Extracted text ▸
_ _ _ _
If that sounds like just the kind of advertising claim that’s too good to be true, it is…if you don’t take the time to really master the medium and understand how to elegantly fold YouTube into your wider marketing campaigns. To get yourself going, we highly recommend taking a browse of this guide to using YouTube, which provides helpful tips for all levels of YouTube users. To get you started, here is a brief primer for getting those YouTube juices flowing.
1. Produce the Videos Your Users Are Searching For
There was a time when video production was largely a shot in the dark. Sure, you could do a little research into demographic data, or perhaps even run a focus group, but both options were expensive and not all that accurate. Those problems are largely a thing of the past, however, with the following approaches to arm you.
- Do a little competitor research. These days, competitor research is as easy as clicking a search term into YouTube. Take a look at the videos your competitors are producing and how customers are responding in the comments, When you see commenters asking for different material, that’s your chance to produce a much more thorough and helpful gem. Or, simply put your own spin on similar themes, without blatantly copying.
- Use customer service calls as inspiration. Believe it or not, you’ve already got a great treasure trove of data waiting on the other side of a phone call. Use questions and stories from customer service calls to create how to videos to address common questions. Or, ask a customer if you can use their story as a case study.
- Make good use of the Google Keyword Tool. You probably know the Google Keyword Tool from your search engine optimization efforts, but that same data can also be inspiring. What better way to answer just the questions customers are asking than by asking Google what they’re asking and brainstorming topics from the results?
_ _ _ _
Source data ▸

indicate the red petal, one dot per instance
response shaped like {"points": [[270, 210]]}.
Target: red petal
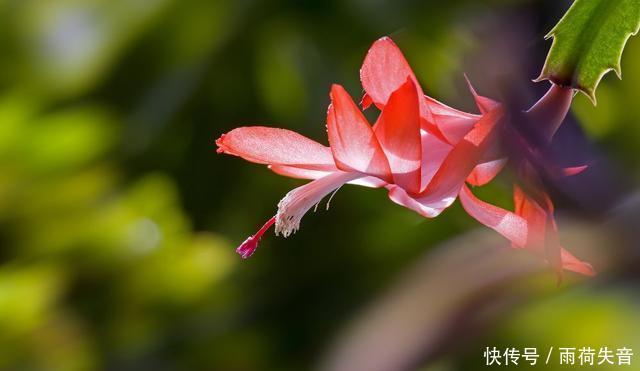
_ _ _ _
Work to do ▸
a – In the YouTube marketing text, what kind of videos does it suggest making from customer service calls?
b – Pick up the YouTube marketing text right after its last sentence and keep writing it.

Answers in order ▸
a – How-to videos that address common questions.

b –
- Draw from your wider marketing activities. The best way to make sure your YouTube efforts sync with your wider marketing activities is to use those activities to source ideas. Are you doing a top 10 blogging series detailing insider industry tips? Sync each blogpost with a top 10 how to video. Launching a new product? Give your followers an immersive look into just what it’s like to use that product like the longboarding company in the video below. Or, simply use a video to illustrate visually what you’ve written in words.
2. Mix Up Your Approach
Companies who make the most of YouTube know that they’ll develop a long term relationship with their audience only if they keep their content interesting and varied. Let’s take a look at some of the most popular ways to keep it fresh.
How to Videos
Whether you’re providing tips or doing a simple screenshare, how to videos are a fast and easy way to offer your customers valuable and actionable information. While the example below is pretty polished, you can accomplish similar results with a free tool like Screencast O’Matic.
If you’ve conducted an interview with an expert at an industry conference or have a slideshare to share, YouTube is the perfect place. Another great strategy is to record your answers to tricky customer questions. Use your video platform to establish rapport and trust right along with your expertise.
Marketing and Advertising
Before you read even further, let’s be clear that marketing and advertising on YouTube isn’t the same as advertising on TV. YouTube marketing videos have to feel down to earth, creative, and sometimes even risky if you want to entice your audience into watching. This could mean doing everything from emphasizing your brand values a la the White House video below…
…to introducing your brand to the world, to direct promotion of a product, service or event. Don’t be afraid to do something a little goofy, like testing your products under ridiculous and extreme conditions, or adapting your product for unforeseen uses. The more you can show you have a sense of humor about yourself, the better people will like you, engage with you, and share your videos.
3. Spread the Word
YouTube is a powerful search engine, but it still needs your help to discover and promote stars. Here are a few things you can do to rack up those views.
- Promote your video on social media. From LinkedIn to Pinterest, Twitter, Facebook and StumbleUpon, make sure everyone knows about your video. Even better, when embedding your video on your website or blog, ensure easy share buttons are nearby. If followers engage with your promotional posts, or if they make comments on the video, you’ll also want to respond in a timely and polite manner to keep those customers engaged and sharing.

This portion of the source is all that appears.